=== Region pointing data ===
:::
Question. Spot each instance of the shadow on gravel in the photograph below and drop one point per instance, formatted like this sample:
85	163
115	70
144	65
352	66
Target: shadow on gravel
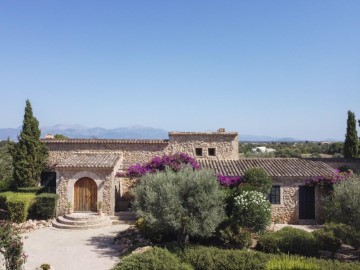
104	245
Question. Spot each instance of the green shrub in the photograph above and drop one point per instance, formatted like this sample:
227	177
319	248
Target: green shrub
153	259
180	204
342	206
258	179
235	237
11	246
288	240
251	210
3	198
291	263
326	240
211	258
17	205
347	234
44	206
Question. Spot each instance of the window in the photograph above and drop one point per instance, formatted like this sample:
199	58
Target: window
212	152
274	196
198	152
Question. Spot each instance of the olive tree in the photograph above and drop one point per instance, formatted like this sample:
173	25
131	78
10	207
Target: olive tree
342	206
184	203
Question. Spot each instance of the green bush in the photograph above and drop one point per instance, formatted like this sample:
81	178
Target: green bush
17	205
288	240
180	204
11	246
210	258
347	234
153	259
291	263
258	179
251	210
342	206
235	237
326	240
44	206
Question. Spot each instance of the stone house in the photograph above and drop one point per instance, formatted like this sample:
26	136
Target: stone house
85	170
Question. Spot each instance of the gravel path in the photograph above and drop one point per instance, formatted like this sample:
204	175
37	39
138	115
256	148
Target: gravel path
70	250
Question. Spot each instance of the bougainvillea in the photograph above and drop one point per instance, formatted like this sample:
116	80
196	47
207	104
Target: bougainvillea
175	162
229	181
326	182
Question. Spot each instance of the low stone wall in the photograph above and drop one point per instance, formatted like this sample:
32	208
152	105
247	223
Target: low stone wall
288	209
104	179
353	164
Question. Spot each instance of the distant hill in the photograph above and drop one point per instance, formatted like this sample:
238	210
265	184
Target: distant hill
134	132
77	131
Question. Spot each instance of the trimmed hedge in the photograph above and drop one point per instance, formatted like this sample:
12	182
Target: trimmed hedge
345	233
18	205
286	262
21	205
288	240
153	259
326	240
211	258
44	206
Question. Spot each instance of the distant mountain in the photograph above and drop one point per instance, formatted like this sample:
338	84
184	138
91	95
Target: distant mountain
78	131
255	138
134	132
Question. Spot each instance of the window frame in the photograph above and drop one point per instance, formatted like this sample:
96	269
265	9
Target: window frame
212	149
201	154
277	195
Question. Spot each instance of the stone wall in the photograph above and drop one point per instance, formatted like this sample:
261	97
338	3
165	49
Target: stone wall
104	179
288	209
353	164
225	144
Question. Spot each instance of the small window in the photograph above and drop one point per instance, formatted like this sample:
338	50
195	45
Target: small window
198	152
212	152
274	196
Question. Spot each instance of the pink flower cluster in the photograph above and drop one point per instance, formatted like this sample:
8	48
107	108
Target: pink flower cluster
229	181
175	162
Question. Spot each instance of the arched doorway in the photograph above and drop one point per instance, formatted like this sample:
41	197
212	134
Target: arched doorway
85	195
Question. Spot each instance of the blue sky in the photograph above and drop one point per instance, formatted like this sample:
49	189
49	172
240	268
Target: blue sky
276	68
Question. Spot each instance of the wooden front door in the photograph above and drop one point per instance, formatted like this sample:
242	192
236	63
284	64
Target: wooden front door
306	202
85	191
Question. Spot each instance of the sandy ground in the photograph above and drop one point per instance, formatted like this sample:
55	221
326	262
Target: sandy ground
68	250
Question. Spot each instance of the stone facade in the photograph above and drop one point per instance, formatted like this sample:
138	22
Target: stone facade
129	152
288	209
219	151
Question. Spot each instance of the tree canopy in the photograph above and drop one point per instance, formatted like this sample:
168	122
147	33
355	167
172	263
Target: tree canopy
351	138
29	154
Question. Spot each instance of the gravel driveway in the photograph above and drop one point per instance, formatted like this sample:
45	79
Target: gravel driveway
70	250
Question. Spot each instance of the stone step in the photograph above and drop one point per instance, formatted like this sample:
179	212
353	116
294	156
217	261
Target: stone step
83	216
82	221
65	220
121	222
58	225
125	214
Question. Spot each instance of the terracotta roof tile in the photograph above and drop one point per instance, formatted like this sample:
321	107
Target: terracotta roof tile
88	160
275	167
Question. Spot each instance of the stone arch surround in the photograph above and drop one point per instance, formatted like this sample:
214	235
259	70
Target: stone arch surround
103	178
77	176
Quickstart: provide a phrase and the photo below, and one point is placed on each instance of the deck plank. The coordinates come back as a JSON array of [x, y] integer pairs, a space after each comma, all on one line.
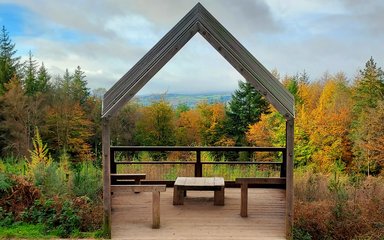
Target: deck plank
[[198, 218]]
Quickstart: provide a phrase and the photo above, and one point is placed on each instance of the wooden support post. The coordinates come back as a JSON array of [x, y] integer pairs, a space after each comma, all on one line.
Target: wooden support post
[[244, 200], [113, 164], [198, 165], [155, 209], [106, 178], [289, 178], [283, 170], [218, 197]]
:::
Wherever the string "JSON" occurs in the records, copy the line it is in.

=== ANSWER FOR THE TASK ===
Quickstart: provide a phrase and the photo below, and one point is placed on each instance of the deck plank. The coordinates come back as a JSON array of [x, y] integer pairs, a space after each comma, all on one line.
Quickstart: provide a phrase and the photo above, and one point is placed on each instance of the wooden support post. The coordinates come back as a JSON array of [x, y] integer pairs, a space after each comma, all on one line.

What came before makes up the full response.